WORK TO BE COMPLETED:
Nothing but the lines from the one containing "Pick out each instance of the strip" through the one containing "Pick out each instance of the long", both included, should be given again, each exactly as written below.

Point localization data
******************************
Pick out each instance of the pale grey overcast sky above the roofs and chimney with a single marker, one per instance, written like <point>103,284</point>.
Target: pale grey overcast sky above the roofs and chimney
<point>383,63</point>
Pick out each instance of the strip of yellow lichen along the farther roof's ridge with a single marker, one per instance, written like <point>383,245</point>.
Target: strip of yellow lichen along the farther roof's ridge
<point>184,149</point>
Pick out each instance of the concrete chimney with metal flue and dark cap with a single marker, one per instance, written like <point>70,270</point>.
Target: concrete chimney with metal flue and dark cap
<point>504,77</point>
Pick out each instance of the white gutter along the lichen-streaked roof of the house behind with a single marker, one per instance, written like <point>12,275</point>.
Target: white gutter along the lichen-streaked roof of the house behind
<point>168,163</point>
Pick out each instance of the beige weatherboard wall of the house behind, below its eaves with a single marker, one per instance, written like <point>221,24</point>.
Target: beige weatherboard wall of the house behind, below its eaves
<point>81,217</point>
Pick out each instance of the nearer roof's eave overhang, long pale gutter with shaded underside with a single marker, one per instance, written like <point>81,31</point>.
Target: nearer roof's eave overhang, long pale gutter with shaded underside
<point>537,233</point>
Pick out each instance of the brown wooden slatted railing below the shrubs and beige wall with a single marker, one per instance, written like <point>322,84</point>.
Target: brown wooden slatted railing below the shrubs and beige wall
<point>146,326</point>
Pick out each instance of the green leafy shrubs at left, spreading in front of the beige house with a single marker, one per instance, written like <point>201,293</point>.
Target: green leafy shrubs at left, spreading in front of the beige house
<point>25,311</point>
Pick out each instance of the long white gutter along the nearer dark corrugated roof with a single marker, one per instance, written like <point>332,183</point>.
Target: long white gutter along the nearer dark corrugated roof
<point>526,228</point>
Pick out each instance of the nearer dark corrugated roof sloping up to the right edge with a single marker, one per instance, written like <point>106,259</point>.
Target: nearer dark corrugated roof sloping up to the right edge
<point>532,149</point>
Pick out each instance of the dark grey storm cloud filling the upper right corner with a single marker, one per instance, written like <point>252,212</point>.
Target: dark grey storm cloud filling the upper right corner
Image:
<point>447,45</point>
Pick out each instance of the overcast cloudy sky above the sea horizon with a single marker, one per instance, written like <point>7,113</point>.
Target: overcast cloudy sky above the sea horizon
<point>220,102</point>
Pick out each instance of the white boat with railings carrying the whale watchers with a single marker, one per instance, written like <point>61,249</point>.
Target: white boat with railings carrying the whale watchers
******************************
SOLVED PROBLEM:
Pick out each instance of the strip of yellow lichen along the farther roof's ridge with a single marker, one per instance, written like <point>383,245</point>.
Target: strip of yellow lichen along the farther roof's ridge
<point>184,149</point>
Pick out each instance of the concrete chimney with metal flue and dark cap with a single marker, one per instance, written like <point>70,270</point>.
Target: concrete chimney with metal flue and dark cap
<point>504,77</point>
Pick out each instance of the white gutter along the lichen-streaked roof of the house behind with a single marker, one per instance, written like <point>12,275</point>.
Target: white gutter along the lichen-streaked roof of the house behind
<point>168,163</point>
Pick out each instance of the beige weatherboard wall of the house behind, below its eaves with a single marker, one per instance, written like <point>221,24</point>.
Target: beige weatherboard wall of the house behind, below its eaves
<point>81,217</point>
Pick out each instance of the nearer roof's eave overhang, long pale gutter with shaded underside with a single marker, one per instance, written like <point>81,31</point>.
Target: nearer roof's eave overhang, long pale gutter with shaded underside
<point>537,233</point>
Pick out each instance of the brown wooden slatted railing below the shrubs and beige wall with a single marker, one per instance, written like <point>322,84</point>.
Target: brown wooden slatted railing below the shrubs and beige wall
<point>146,326</point>
Pick out each instance of the green leafy shrubs at left, spreading in front of the beige house with a single marker, one per instance, written like <point>201,293</point>.
Target: green leafy shrubs at left, spreading in front of the beige house
<point>25,311</point>
Pick out each instance of the long white gutter along the nearer dark corrugated roof with a single marker, one per instance, written like <point>332,183</point>.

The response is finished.